**ACTIVITY LIST**
a. Answer these questions using the article on whey protein side effects.
(i) Under what daily amount does the author say people taking a scoop or two of whey protein usually stay?
(ii) What percentage of milk protein is casein?
(iii) Which supplement does the author name as an alternative that still offers complete protein?
b. From the article on whey protein side effects, quote everything from "Possible Whey Protein Side Effect #1" down to "complete as possible.".

**SELECTED EXTRACT**
****************

Guest Author - Cara Newman
In the last article, What is Whey Protein?, I provided information on what whey protein is and how it is made. I also demystified some common misconceptions around taking whey protein such as “weight gain” and “bulking up”.
Now we know that whey protein can be very beneficial when it is used as dietary supplement. Before you rush out to purchase a huge jar of whey protein though, you need to know some possible whey protein side effects.
I would like to point out here that these possible whey protein side effects are generally applied to large amount of whey protein consumption. People who simply take a scoop or two of whey protein daily, usually under 25-50 grams, should not be overly concerned about these possible whey protein side effects listed below. However, if you start experiencing any unusual symptoms after taking whey protein, stop and see if you get better. Remember to always consult your physician first.
So what are the possible whey protein side effects?
Possible Whey Protein Side Effect #1
Most people who are allergic to milk and dairy products are allergic to casein, the 80% of the milk protein as discussed earlier in the article What is Whey Protein? However, if you are the minority of people who are allergy to whey, obviously taking whey protein would not be a good idea for you.
An alternative option is egg white protein supplement as it still offers you complete protein. For vegetarian or vegans, I have found wonderful organic soy and rice protein supplements available today. You might want to use both soy and rice protein to make your protein intake as complete as possible.

****************

**PROVIDED MATERIAL**
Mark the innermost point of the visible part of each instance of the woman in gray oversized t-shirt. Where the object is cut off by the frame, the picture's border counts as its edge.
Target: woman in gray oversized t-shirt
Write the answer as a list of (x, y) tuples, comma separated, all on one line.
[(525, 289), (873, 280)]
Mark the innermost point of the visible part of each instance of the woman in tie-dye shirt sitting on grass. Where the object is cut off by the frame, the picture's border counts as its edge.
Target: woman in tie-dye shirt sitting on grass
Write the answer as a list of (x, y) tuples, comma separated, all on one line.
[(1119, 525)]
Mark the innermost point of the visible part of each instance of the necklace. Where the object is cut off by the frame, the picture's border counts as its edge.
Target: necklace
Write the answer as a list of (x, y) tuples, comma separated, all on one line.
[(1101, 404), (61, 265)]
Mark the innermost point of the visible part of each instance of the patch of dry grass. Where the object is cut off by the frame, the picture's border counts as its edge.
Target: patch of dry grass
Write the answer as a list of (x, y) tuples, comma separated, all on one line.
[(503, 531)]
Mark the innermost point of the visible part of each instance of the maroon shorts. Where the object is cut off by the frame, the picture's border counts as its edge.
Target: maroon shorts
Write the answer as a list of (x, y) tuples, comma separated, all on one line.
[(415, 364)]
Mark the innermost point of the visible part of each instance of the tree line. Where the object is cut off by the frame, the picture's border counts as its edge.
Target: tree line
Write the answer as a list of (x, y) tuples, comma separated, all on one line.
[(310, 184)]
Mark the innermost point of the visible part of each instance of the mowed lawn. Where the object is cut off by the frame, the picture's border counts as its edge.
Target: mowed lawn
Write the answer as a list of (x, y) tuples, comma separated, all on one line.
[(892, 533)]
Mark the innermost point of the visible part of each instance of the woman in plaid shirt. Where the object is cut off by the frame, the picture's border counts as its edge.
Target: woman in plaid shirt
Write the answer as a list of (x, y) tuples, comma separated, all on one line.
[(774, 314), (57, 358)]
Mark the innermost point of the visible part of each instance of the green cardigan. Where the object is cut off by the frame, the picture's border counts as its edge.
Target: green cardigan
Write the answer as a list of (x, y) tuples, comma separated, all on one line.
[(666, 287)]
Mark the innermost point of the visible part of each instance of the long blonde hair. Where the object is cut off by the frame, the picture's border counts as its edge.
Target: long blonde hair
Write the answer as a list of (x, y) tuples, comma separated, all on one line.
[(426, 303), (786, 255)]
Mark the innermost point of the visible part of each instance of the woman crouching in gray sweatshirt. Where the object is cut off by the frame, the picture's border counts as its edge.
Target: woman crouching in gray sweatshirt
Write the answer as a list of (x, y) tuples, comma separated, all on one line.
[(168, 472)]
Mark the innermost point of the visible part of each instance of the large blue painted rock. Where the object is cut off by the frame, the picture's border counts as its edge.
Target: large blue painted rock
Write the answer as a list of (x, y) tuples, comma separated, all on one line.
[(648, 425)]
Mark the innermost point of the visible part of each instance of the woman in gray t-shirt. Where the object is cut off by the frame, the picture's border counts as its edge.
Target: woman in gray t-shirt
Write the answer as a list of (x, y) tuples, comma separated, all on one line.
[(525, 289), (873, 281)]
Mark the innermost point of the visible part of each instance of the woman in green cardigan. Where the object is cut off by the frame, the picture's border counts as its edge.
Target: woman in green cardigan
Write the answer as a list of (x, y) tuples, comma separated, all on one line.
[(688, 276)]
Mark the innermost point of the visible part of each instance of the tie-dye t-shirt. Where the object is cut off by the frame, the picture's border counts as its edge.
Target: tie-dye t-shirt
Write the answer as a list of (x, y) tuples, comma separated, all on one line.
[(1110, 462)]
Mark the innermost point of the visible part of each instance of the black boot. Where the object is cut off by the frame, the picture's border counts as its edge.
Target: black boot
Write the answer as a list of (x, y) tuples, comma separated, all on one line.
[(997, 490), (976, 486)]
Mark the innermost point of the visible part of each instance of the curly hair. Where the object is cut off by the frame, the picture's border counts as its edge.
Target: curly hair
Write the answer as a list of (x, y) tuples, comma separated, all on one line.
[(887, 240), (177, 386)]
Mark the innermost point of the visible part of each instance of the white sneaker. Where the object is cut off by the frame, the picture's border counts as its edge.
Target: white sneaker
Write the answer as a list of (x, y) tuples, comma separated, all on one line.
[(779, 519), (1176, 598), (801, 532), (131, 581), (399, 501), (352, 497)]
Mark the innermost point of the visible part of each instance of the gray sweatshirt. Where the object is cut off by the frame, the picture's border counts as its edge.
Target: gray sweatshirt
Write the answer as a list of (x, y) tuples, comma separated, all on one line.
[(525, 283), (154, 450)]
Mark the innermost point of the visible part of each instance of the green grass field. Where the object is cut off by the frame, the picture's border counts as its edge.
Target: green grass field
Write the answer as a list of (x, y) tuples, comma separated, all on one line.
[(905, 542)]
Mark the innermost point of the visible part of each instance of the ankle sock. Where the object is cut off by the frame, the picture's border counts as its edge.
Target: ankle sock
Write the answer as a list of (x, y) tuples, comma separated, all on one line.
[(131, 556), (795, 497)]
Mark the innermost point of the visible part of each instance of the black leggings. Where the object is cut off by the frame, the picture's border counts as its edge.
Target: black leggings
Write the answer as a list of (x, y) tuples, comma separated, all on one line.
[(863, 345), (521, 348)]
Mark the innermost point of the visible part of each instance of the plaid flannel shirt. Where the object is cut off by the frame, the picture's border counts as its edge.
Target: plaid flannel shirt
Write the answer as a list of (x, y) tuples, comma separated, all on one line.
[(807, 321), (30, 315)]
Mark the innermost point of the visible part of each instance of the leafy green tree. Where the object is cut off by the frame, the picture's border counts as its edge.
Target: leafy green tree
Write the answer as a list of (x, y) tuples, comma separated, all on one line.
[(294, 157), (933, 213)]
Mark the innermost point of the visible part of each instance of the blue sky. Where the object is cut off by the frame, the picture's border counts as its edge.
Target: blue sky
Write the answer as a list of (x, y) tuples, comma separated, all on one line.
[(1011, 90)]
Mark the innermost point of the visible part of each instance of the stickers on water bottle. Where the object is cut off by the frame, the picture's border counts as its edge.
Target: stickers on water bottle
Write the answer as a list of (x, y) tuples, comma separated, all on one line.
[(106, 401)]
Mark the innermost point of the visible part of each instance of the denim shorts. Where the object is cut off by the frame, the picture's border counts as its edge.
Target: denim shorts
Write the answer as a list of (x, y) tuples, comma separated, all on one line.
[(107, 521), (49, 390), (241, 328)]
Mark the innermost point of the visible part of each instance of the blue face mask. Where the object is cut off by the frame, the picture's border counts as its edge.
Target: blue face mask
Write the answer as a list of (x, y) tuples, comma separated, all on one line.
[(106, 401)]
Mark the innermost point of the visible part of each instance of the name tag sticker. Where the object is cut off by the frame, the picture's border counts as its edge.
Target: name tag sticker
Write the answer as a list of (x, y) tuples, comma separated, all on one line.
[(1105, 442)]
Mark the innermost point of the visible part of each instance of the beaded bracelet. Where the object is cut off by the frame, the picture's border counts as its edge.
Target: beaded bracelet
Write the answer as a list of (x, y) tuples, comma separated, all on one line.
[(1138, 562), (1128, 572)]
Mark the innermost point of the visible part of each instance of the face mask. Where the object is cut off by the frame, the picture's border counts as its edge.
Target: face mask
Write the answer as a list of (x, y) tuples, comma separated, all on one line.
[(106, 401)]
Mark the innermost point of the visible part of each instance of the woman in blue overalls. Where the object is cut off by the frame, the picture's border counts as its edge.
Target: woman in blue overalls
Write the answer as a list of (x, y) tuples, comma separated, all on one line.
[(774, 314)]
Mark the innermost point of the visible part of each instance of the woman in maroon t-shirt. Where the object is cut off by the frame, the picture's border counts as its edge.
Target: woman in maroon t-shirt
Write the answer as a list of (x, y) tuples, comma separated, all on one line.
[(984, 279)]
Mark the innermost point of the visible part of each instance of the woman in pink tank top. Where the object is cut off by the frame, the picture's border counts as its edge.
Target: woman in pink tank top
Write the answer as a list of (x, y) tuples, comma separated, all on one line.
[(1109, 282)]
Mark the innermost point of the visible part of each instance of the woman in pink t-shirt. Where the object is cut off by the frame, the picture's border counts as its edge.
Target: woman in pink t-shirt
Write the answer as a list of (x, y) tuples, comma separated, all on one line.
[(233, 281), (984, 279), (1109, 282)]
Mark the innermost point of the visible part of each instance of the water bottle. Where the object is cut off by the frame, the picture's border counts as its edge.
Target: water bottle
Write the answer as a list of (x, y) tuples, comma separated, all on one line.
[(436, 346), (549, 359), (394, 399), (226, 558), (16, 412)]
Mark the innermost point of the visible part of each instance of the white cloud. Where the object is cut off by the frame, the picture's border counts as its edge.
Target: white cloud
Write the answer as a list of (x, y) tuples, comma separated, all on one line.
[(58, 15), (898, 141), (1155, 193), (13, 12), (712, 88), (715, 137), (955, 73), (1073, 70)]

****************

**SOLUTIONS PER TASK**
a.
(i) Under 25-50 grams.
(ii) 80%.
(iii) Egg white protein supplement.

b.
Possible Whey Protein Side Effect #1
Most people who are allergic to milk and dairy products are allergic to casein, the 80% of the milk protein as discussed earlier in the article What is Whey Protein? However, if you are the minority of people who are allergy to whey, obviously taking whey protein would not be a good idea for you.
An alternative option is egg white protein supplement as it still offers you complete protein. For vegetarian or vegans, I have found wonderful organic soy and rice protein supplements available today. You might want to use both soy and rice protein to make your protein intake as complete as possible.